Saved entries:
......
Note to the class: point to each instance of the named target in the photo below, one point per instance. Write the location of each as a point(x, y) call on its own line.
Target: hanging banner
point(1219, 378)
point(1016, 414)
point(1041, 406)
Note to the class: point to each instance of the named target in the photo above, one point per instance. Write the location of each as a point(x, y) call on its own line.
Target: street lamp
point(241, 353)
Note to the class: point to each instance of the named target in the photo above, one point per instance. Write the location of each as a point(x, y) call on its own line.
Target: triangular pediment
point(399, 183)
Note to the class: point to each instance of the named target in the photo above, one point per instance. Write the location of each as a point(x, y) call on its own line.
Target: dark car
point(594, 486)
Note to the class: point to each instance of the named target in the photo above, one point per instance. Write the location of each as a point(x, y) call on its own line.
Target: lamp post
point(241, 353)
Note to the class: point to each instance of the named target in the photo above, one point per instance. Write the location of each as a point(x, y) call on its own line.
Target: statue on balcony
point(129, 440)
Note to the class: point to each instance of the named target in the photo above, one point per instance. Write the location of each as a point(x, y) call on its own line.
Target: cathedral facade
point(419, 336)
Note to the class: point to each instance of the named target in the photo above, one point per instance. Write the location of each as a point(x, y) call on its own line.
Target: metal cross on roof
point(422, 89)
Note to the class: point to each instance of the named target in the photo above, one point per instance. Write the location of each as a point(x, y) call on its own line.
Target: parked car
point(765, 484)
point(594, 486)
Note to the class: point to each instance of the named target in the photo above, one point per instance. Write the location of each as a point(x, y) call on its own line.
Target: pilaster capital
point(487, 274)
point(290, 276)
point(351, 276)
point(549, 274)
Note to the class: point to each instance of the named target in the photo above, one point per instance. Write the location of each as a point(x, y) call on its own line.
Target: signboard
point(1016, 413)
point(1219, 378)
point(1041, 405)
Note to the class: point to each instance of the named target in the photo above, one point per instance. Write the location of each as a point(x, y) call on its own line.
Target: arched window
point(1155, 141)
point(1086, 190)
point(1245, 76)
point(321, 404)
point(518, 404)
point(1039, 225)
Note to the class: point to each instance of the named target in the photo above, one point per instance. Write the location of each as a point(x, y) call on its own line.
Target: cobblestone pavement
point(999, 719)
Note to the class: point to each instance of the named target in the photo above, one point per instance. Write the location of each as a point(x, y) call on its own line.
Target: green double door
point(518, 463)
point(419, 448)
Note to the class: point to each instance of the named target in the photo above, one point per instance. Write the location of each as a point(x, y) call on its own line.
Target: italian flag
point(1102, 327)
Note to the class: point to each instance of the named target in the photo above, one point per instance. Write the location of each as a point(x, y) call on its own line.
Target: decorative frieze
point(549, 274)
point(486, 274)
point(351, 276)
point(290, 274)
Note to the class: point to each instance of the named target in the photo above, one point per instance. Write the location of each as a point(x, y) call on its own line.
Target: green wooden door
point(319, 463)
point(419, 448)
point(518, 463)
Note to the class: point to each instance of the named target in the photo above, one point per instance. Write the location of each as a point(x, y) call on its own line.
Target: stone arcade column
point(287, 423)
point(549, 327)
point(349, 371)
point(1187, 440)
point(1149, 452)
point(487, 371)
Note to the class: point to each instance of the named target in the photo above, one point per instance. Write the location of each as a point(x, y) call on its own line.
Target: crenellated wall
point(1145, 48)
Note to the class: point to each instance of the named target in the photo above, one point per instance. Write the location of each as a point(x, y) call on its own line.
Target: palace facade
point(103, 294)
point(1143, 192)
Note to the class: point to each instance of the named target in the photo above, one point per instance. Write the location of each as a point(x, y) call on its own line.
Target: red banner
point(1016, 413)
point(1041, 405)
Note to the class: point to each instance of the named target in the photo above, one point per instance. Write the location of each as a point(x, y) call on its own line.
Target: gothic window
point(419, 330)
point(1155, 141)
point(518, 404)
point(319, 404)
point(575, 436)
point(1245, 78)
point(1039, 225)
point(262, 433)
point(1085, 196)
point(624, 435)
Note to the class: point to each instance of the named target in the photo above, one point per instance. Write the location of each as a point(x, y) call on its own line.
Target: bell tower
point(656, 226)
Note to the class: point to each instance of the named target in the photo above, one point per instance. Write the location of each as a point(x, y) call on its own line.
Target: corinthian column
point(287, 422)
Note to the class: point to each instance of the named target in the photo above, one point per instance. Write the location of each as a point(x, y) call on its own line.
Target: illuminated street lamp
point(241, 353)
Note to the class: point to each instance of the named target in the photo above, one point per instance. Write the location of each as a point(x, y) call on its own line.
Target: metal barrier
......
YOUR INSTRUCTIONS:
Transcribe each line above exactly; skip none.

SOLUTION TO THIS PROBLEM:
Note to the class: point to each instance of the named target in the photo below, one point per instance. Write the location of each as a point(x, y) call on its own line.
Target: hanging banner
point(1219, 378)
point(1016, 414)
point(1041, 406)
Note to the class: point to each instance of the named target in the photo above, one point per instance. Write the location of each as a point(x, y) call on its own line.
Target: street lamp
point(241, 353)
Note to the class: point to each instance of the named target in the photo above, one point per instance. Write the location of each as a point(x, y) call on its own line.
Target: triangular pediment
point(399, 183)
Note to the class: point to each instance of the named target in the photo above, one point per instance. Write the location of each as a point(x, y) call on its own line.
Target: dark car
point(594, 486)
Note to the class: point to each instance of the named target in the photo above, one point per instance. Write the location of each as a point(x, y) call on its own line.
Target: lamp post
point(241, 353)
Note to the class: point to each instance of the named target in the photo above, one point per instance. Write the location of each as a point(x, y) call on its own line.
Target: statue on balcony
point(129, 440)
Note to the class: point to each instance of the named target in the photo above, one point per instance. Write the location of each as a point(x, y) call on its own line.
Target: cathedral facade
point(419, 336)
Note to the class: point to each instance of the named target in the photo above, one point per instance. Write the location of each as a point(x, y) call on its own line.
Target: metal cross on roof
point(422, 89)
Note to the class: point to each instance of the named target in the photo above, one point per instance. Write the location of each as a point(x, y) call on its own line.
Target: parked car
point(765, 484)
point(594, 486)
Note to the class: point to each instance of the named target in the photo above, one point per instance. Write the location of each as a point(x, y) call on its own line.
Target: pilaster capital
point(487, 274)
point(290, 276)
point(351, 276)
point(549, 274)
Note to the class: point to each instance of the named target in the photo above, one point per instance. Write the location of each as a point(x, y) call on its own line.
Target: signboard
point(1016, 413)
point(1219, 378)
point(1041, 405)
Note to the class: point to each instance of the named target in the photo above, one point per instance. Write the location of each as a point(x, y) call on its own line.
Target: arched window
point(1155, 141)
point(1086, 190)
point(1245, 76)
point(321, 404)
point(518, 404)
point(1039, 225)
Note to the class: point to each instance of the named target in the photo above, one point per instance. Write the location of each as a point(x, y) call on its own line.
Target: cobblestone pavement
point(999, 719)
Note to the class: point to each instance of the named target in the photo above, one point per instance. Write the location of each as a point(x, y) call on its own line.
Target: green double door
point(518, 463)
point(419, 448)
Note to the class: point to each instance of the named target in the photo above, one point per instance. Write the location of each as a point(x, y) call on its own line.
Target: italian flag
point(1102, 327)
Note to the class: point to each instance of the named target in the photo above, one point per instance. Write the location of each as a point(x, y) call on its own line.
Target: decorative frieze
point(549, 274)
point(486, 274)
point(351, 276)
point(290, 274)
Note to the class: point to each instance of the named target in the photo above, one point per instance. Write the location of each as a point(x, y) call on its own line.
Target: green wooden door
point(319, 463)
point(419, 448)
point(518, 463)
Note to the class: point to each instance of the named target in the photo above, one point per instance. Write the location of each as a point(x, y) call on its own line.
Target: stone arcade column
point(287, 423)
point(549, 327)
point(349, 371)
point(1187, 440)
point(1149, 452)
point(487, 371)
Note to the class: point to each instance of the named target in the photo above, one point per instance. Write the location of each as a point(x, y) call on its own line.
Target: crenellated wall
point(1145, 48)
Note to the class: point to each instance of the named target in the photo above, one point per instance. Write the location of each as a point(x, y) call on its own line.
Target: palace facade
point(103, 294)
point(1143, 192)
Note to the class: point to each instance of the named target in the photo above, one point per instance. Write the location of each as a point(x, y) call on its own line.
Target: red banner
point(1016, 413)
point(1041, 405)
Note to the class: point to each instance of the named target in the photo above, one point per instance. Write the location of each as a point(x, y) call on its own line.
Target: gothic window
point(419, 330)
point(1155, 141)
point(518, 404)
point(319, 404)
point(575, 436)
point(1245, 78)
point(1039, 225)
point(262, 433)
point(1085, 196)
point(624, 435)
Note to the class: point to each instance of the named target in the photo above, one point per instance. Write the location of each as a point(x, y) call on its own line.
Target: bell tower
point(656, 226)
Note to the class: point to each instance of the named target in the photo above, one point per instance. Write the location of each as a point(x, y) call on its own line.
Target: corinthian column
point(287, 422)
Note to the class: point to each instance of the named target in the photo above, one point per instance. Write the location of each as a point(x, y) call on its own line.
Target: illuminated street lamp
point(241, 353)
Note to the class: point to each instance of the named target in the photo above, one point per instance. Write the location of each as a point(x, y) call on its own line.
Target: metal barrier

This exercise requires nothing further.